- _DATA SECTION_:
☆ ☆ ☆ ☆ ☆

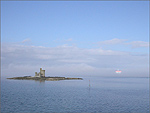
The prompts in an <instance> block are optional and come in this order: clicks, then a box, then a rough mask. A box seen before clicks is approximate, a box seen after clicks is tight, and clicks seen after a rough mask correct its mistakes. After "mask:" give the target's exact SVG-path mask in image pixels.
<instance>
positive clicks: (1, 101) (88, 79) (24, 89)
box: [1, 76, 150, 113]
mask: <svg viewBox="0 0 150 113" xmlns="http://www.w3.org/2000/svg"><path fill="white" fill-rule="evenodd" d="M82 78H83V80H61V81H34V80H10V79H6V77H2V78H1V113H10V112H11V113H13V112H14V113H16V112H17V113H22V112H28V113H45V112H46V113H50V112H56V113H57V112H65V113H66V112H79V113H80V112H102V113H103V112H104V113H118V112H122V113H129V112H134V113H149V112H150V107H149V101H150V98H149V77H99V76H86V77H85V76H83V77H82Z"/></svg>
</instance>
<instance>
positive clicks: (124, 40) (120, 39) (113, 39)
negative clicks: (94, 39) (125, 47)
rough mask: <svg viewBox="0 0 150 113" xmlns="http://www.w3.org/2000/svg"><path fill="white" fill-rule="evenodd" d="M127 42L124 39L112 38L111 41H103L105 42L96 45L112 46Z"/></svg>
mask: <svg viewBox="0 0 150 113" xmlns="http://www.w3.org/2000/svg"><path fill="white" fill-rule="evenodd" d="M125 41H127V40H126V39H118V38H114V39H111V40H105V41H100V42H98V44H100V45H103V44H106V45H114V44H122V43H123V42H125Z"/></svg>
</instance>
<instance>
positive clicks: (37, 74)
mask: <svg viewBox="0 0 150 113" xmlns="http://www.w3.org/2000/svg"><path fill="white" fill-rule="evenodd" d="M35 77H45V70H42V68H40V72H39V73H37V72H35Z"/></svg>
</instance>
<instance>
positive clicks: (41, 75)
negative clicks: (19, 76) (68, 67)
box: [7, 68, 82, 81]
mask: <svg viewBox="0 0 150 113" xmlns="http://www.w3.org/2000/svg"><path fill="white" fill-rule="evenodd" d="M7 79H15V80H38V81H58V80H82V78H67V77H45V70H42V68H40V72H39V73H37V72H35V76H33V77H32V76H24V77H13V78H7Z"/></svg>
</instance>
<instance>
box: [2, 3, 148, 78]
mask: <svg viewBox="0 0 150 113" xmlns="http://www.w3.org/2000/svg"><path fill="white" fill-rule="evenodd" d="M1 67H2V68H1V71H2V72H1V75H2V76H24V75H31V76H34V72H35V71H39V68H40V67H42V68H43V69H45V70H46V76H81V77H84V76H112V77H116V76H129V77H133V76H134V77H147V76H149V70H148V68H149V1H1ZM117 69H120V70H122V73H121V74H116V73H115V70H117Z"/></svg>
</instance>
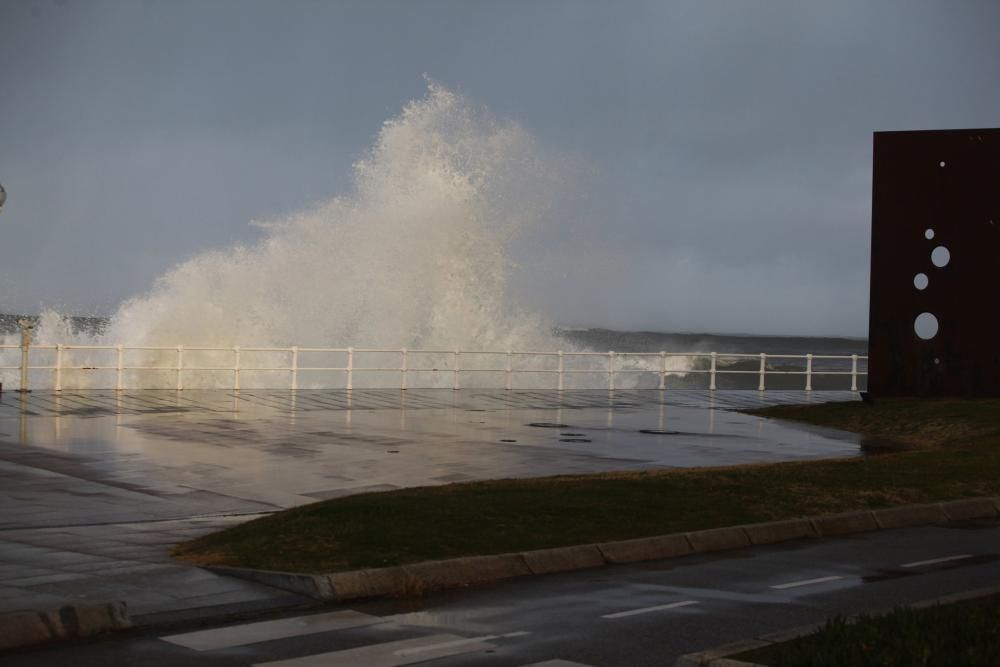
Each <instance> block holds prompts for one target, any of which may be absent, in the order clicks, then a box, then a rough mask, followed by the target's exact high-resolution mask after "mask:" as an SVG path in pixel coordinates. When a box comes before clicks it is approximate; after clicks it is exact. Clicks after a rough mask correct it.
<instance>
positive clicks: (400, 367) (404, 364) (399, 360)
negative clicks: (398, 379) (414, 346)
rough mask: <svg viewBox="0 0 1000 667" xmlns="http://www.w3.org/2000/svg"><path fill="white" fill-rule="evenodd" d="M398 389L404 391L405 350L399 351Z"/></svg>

☆ ☆ ☆ ☆ ☆

- _EXERCISE_:
Reproduce exactly the section above that begins at the line containing "box: [1, 76, 150, 113]" and ends at the line containing "negative clicks: (94, 39) (125, 47)", leaving out all other lines.

- _PROBLEM SOLUTION_:
box: [1, 76, 150, 113]
mask: <svg viewBox="0 0 150 113" xmlns="http://www.w3.org/2000/svg"><path fill="white" fill-rule="evenodd" d="M82 78H83V80H61V81H34V80H10V79H6V77H2V78H1V113H10V112H11V113H13V112H14V113H16V112H17V113H22V112H28V113H45V112H46V113H50V112H56V113H57V112H65V113H66V112H79V113H80V112H102V113H103V112H104V113H118V112H122V113H129V112H134V113H149V112H150V107H149V101H150V98H149V77H99V76H86V77H85V76H83V77H82Z"/></svg>
</instance>
<instance>
positive clicks: (124, 40) (120, 39) (113, 39)
negative clicks: (94, 39) (125, 47)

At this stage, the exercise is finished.